Selected extract >>
As data comes in many shapes and forms, pandas aims to be flexible with regard
to handling missing data. While ``NaN`` is the default missing value marker for
reasons of computational speed and convenience, we need to be able to easily
detect this value with data of different types: floating point, integer,
boolean, and general object. In many cases, however, the Python ``None`` will
arise and we wish to also consider that "missing" or "null".

Until recently, for legacy reasons ``inf`` and ``-inf`` were also
considered to be "null" in computations. This is no longer the case by
default; use the ``mode.use_inf_as_null`` option to recover it.

.. _missing.isnull:

To make detecting missing values easier (and across different array dtypes),
pandas provides the :func:`~pandas.core.common.isnull` and
:func:`~pandas.core.common.notnull` functions, which are also methods on
``Series`` objects:

.. ipython:: python

   df2['one']
   isnull(df2['one'])
   df2['four'].notnull()

Request 1 >> In the missing-data excerpt, could you rewrite the paragraph beginning "As data comes in many shapes and forms" as a short bulleted list that keeps its main facts?
Request 2 >>
Answer these from the missing-data excerpt:
(a) Why is NaN the default missing-value marker?
(b) Which option brings back the treatment of inf and -inf as null?
(c) Which two functions does pandas provide to make detecting missing values easier?
Request 3 >> Retype the missing-data excerpt from "To make detecting" up to and including "isnull(df2['one'])".

Records shown >>
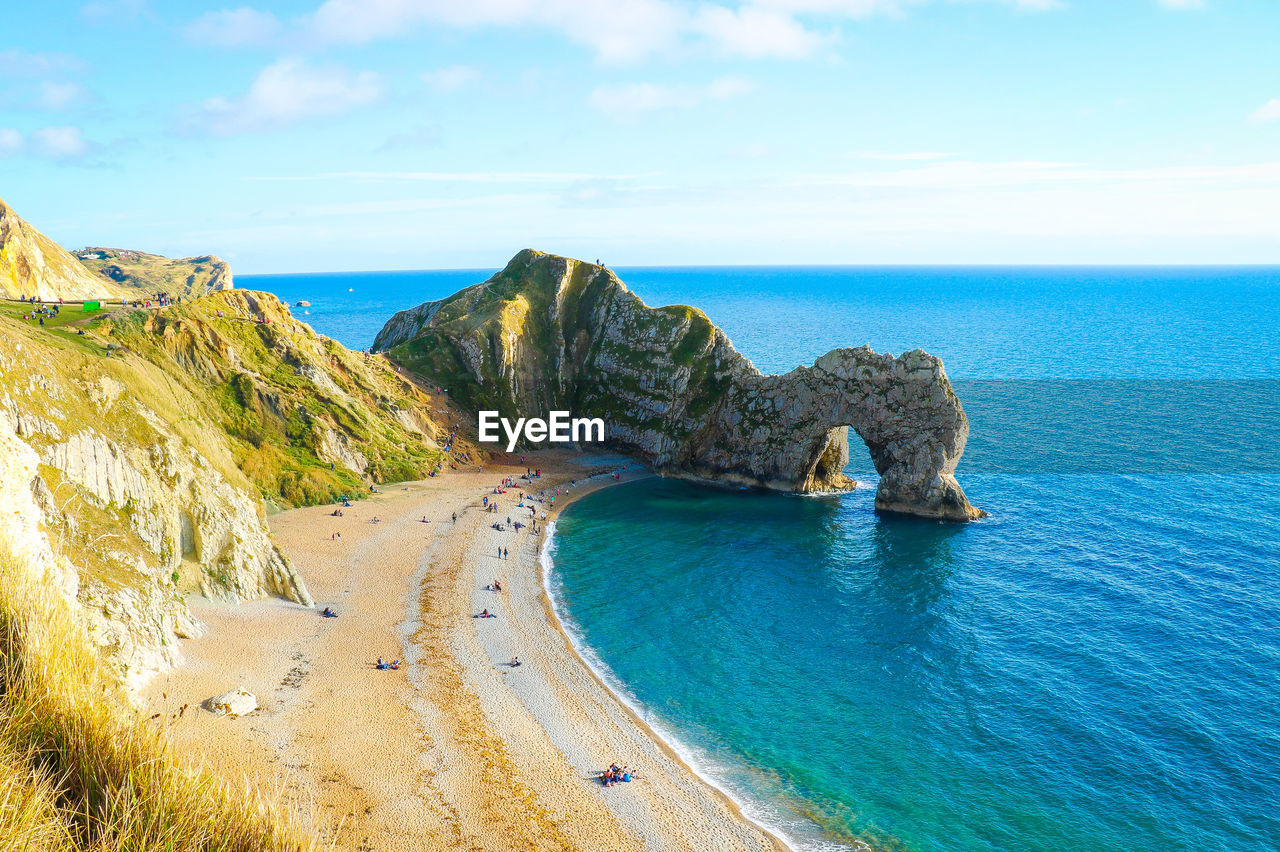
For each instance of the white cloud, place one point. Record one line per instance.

* * *

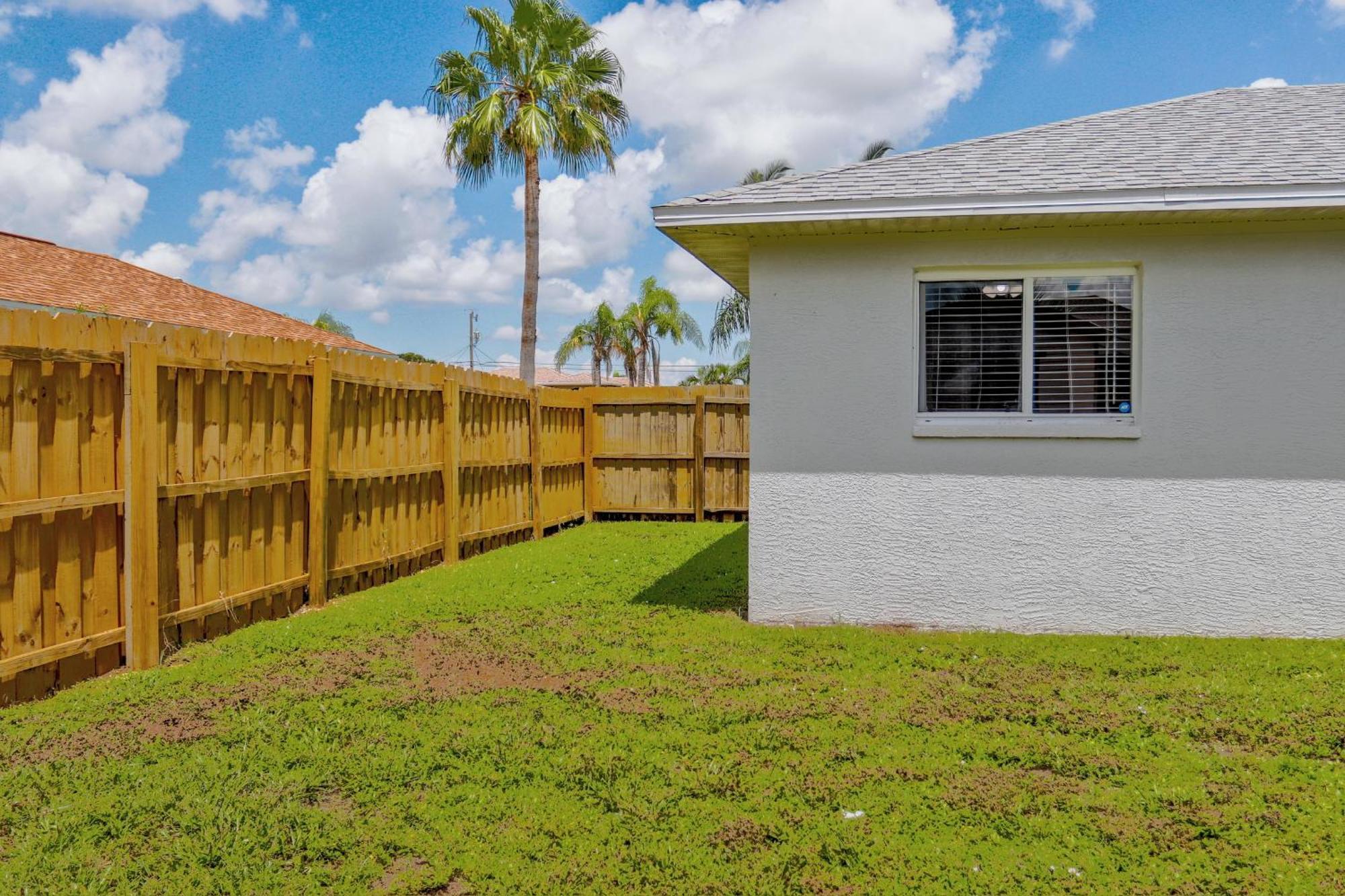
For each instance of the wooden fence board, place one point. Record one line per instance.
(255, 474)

Complete answer 1 >>
- pandas aims to handle missing data flexibly, since data comes in many shapes and forms.
- NaN is the default missing-value marker because it offers computational speed and convenience.
- This value must be easy to detect in floating point, integer, boolean, and general object data.
- The Python None often arises and should also count as "missing" or "null."

Complete answer 2 >>
(a) For reasons of computational speed and convenience.
(b) The mode.use_inf_as_null option.
(c) isnull and notnull.

Complete answer 3 >>
To make detecting missing values easier (and across different array dtypes),
pandas provides the :func:`~pandas.core.common.isnull` and
:func:`~pandas.core.common.notnull` functions, which are also methods on
``Series`` objects:

.. ipython:: python

   df2['one']
   isnull(df2['one'])